Sorry to hear about E. I wish I could give you some advice, but I have never had to go through this(knock on wood) Good luck and I hope it doesn't last too long. I agree with mom that you do need to ignore her. I know they get over it faster if you don't give in.

Mark and Kellie said...

Heather used to be terrified to go downstairs by herself. It was definitely frustrating, although it sounds like it's even worse with Emily! Heather gradually got over it, and I'm sure Emily will too. I read in a magazine one time that you can give your child a spray bottle filled with water and say that it's "monster spray." That way they think they have some way to fight the imaginary monsters and aren't so afraid to be by themselves. Maybe something like that would help, or maybe you can tell her to sing a song so she won't be scared. That's what I used to do when I was little. Good luck! -- Kellie

Mom G said...

Dad suggests:
It's not unusual for a child to display phobic behaviors at some point in their development. It's typically a function of a degree of predisposition for anxiety plus some inadvertent vicarious learning as well as all-too-natural attention received for the dramatic avoidance responses when they occur. The best approach I have found is to simply inform the child in a calm, unemotional, matter-of-fact tone of voice that you understand she is scared but that as she gets older she will overcome the fear. This should be repeated on each occasion. Avoid talking about it otherwise, as much as possible. Each time it occurs accompany her through the phobic situation but gradually begin tapering the extent to which you accompany her (e.g. holding her hand or walking with her) and progressively detach yourself. Avoid coaxing her (just "assume" she can do it and will require less and less involvement on your part). Focus on other topics. Break the detaching down in stages in your mind if necessary, staying at each stage until successful.

I won't likely need to wish you luck since with painful persistance it should work.

■ **ENTRIES SUPPLIED**
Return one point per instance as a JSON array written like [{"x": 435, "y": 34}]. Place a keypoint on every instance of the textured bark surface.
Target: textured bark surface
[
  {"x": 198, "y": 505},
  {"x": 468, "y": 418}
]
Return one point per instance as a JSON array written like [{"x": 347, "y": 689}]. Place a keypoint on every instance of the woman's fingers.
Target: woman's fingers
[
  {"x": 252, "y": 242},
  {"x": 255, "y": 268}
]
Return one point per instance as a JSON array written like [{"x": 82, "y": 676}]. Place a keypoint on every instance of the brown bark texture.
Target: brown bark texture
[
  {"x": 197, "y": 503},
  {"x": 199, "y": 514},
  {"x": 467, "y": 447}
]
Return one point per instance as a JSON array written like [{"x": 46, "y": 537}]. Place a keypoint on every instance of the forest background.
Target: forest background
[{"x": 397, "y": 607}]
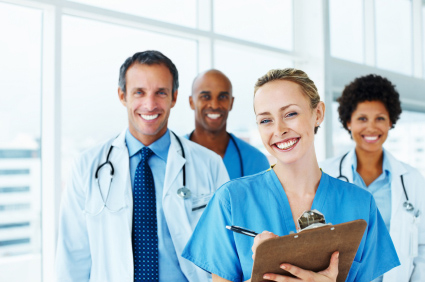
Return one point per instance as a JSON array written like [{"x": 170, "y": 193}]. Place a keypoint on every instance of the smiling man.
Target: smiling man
[
  {"x": 134, "y": 201},
  {"x": 212, "y": 100}
]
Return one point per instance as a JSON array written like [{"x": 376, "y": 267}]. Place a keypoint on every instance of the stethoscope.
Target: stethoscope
[
  {"x": 183, "y": 192},
  {"x": 237, "y": 149},
  {"x": 407, "y": 205}
]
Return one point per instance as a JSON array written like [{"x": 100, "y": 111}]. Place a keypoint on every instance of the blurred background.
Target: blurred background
[{"x": 59, "y": 63}]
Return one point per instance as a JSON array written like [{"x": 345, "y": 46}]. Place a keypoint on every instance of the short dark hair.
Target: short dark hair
[
  {"x": 148, "y": 57},
  {"x": 371, "y": 87}
]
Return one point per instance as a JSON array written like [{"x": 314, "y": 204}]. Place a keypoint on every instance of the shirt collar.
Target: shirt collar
[{"x": 159, "y": 147}]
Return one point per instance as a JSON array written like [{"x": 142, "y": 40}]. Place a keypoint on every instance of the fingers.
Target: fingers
[
  {"x": 332, "y": 270},
  {"x": 260, "y": 238}
]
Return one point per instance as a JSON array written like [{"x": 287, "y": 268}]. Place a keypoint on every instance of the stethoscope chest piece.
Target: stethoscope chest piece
[
  {"x": 184, "y": 193},
  {"x": 408, "y": 206}
]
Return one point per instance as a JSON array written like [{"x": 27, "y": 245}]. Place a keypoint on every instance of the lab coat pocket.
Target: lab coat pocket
[{"x": 353, "y": 271}]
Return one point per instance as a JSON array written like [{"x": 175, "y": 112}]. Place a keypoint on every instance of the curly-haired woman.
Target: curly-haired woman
[{"x": 368, "y": 108}]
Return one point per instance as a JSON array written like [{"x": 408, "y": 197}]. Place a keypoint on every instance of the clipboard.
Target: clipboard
[{"x": 310, "y": 249}]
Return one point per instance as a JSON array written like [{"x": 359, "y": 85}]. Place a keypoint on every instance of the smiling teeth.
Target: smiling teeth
[
  {"x": 213, "y": 116},
  {"x": 371, "y": 138},
  {"x": 149, "y": 117},
  {"x": 286, "y": 145}
]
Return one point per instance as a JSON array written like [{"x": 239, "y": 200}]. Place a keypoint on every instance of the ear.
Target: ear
[
  {"x": 191, "y": 103},
  {"x": 231, "y": 103},
  {"x": 320, "y": 112},
  {"x": 174, "y": 98},
  {"x": 121, "y": 96}
]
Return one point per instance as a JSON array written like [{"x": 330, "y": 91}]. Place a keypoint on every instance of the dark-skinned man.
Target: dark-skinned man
[{"x": 212, "y": 100}]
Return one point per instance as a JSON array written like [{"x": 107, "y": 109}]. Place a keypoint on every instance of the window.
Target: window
[
  {"x": 243, "y": 73},
  {"x": 394, "y": 37},
  {"x": 346, "y": 29},
  {"x": 182, "y": 12},
  {"x": 268, "y": 23},
  {"x": 91, "y": 110},
  {"x": 20, "y": 72},
  {"x": 405, "y": 140}
]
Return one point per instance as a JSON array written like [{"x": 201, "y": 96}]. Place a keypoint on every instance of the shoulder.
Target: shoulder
[
  {"x": 244, "y": 186},
  {"x": 202, "y": 154}
]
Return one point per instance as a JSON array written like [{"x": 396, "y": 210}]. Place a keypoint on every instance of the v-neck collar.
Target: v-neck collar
[{"x": 279, "y": 192}]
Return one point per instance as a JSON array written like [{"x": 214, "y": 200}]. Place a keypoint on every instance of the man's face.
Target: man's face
[
  {"x": 148, "y": 100},
  {"x": 212, "y": 100}
]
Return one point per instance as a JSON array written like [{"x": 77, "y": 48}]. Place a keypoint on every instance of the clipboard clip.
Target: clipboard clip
[{"x": 311, "y": 219}]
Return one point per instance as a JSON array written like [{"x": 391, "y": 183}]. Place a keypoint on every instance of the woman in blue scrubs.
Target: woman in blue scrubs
[{"x": 288, "y": 113}]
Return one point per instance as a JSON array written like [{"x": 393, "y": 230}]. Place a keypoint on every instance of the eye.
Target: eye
[
  {"x": 292, "y": 114},
  {"x": 265, "y": 121}
]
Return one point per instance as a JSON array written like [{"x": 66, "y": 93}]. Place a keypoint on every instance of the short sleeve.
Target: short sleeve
[
  {"x": 379, "y": 254},
  {"x": 212, "y": 246}
]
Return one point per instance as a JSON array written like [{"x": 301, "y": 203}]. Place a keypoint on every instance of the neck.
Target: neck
[
  {"x": 369, "y": 160},
  {"x": 293, "y": 176},
  {"x": 215, "y": 141}
]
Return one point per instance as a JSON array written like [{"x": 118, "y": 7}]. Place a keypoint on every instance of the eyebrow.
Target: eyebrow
[
  {"x": 280, "y": 110},
  {"x": 143, "y": 89}
]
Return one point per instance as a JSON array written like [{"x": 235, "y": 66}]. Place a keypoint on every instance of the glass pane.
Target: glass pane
[
  {"x": 182, "y": 12},
  {"x": 394, "y": 37},
  {"x": 423, "y": 40},
  {"x": 405, "y": 141},
  {"x": 268, "y": 23},
  {"x": 91, "y": 110},
  {"x": 20, "y": 77},
  {"x": 243, "y": 73},
  {"x": 346, "y": 28}
]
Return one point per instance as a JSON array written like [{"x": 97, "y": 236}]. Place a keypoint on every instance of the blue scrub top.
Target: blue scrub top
[
  {"x": 253, "y": 160},
  {"x": 259, "y": 202}
]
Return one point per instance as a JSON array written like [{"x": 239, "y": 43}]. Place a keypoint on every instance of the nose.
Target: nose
[
  {"x": 280, "y": 128},
  {"x": 214, "y": 104},
  {"x": 149, "y": 102}
]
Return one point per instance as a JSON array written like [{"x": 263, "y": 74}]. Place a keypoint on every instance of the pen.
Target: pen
[{"x": 241, "y": 230}]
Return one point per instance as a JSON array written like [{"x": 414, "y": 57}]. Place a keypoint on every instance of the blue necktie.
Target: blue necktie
[{"x": 145, "y": 238}]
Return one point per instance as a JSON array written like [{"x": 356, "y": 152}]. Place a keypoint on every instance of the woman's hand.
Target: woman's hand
[{"x": 328, "y": 275}]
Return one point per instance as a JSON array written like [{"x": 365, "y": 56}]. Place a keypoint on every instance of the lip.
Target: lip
[
  {"x": 214, "y": 116},
  {"x": 371, "y": 138},
  {"x": 291, "y": 143},
  {"x": 148, "y": 117}
]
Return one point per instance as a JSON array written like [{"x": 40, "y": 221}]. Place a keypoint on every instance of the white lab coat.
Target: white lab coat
[
  {"x": 406, "y": 230},
  {"x": 96, "y": 246}
]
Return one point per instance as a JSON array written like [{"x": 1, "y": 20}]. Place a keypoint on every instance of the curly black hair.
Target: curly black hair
[{"x": 371, "y": 87}]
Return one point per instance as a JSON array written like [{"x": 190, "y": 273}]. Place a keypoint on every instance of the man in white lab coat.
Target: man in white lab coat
[{"x": 100, "y": 228}]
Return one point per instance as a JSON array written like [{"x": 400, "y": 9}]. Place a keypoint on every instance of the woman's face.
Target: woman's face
[
  {"x": 369, "y": 125},
  {"x": 286, "y": 121}
]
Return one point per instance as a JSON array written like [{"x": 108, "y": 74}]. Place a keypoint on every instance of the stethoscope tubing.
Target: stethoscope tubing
[
  {"x": 112, "y": 172},
  {"x": 408, "y": 206},
  {"x": 237, "y": 149}
]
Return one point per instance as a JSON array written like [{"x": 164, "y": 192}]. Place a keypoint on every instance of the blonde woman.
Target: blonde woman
[{"x": 288, "y": 112}]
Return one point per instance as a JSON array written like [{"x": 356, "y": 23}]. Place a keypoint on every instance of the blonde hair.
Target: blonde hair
[
  {"x": 297, "y": 76},
  {"x": 294, "y": 75}
]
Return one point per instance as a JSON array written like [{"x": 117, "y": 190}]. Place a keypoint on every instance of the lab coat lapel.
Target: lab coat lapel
[
  {"x": 397, "y": 192},
  {"x": 175, "y": 163},
  {"x": 346, "y": 170}
]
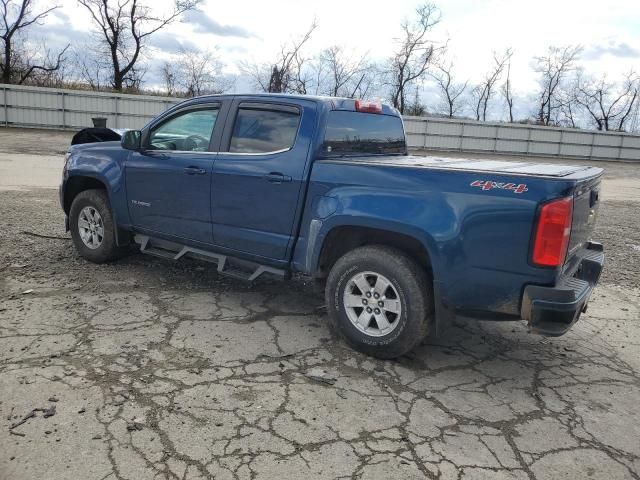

■ **YOUR TASKS**
1) Set down the passage of the parenting comments from "Mark and Kellie" up to and including "Mom G said...".
2) Answer these questions from the parenting comments:
(a) What was Heather once terrified to do?
(b) What did Kellie read in a magazine that a parent can give a child?
(c) In what tone of voice does Dad suggest telling the child that she will overcome the fear?
3) Extend the parenting comments beyond their final sentence.

■ **TASK-BY-TASK OUTPUTS**
1)
Mark and Kellie said...

Heather used to be terrified to go downstairs by herself. It was definitely frustrating, although it sounds like it's even worse with Emily! Heather gradually got over it, and I'm sure Emily will too. I read in a magazine one time that you can give your child a spray bottle filled with water and say that it's "monster spray." That way they think they have some way to fight the imaginary monsters and aren't so afraid to be by themselves. Maybe something like that would help, or maybe you can tell her to sing a song so she won't be scared. That's what I used to do when I was little. Good luck! -- Kellie

Mom G said...

2)
(a) Go downstairs by herself.
(b) A spray bottle filled with water, called "monster spray."
(c) A calm, unemotional, matter-of-fact tone.

3)
Paige said...

That's tough, especially for you! I like Dad's advice and I've read the spray bottle idea Kellie shared too. I know Natalia's a lot younger, but she never wanted to go up or downstairs by herself. I just always told her she would be fine and to turn the light on. She still likes to be where I am most of the time but now she'll actually go up and play in her room for a while. That probably doesn't help, but I think it's just important to validate her concerns but also not to overly give into her every time. The more dramatic it is, the more she may like the attention. I'm sure she'll grow out of it soon. In the meantime, luckily she's got Ella! :)

Clarkson said...

kylie turned 3 in August and she has been displaying a lot of the same behaviors lately. Randomly though she will go into her room by herself or do whatever she was scared to do before. It seems that at night she does it more. I think for her it's partly an attention thing since Annika is only 7 weeks old. There are Monsters at our house and used to be "monsters under the bed" after John put a dinosour poster under her bed and told her they were monters. Duh dad!! Anyhow, now Monsters live in Monstropolis (from the movie) and scary things only come out at Halloween time, but they don't hurt - they're just decoration. Good luck!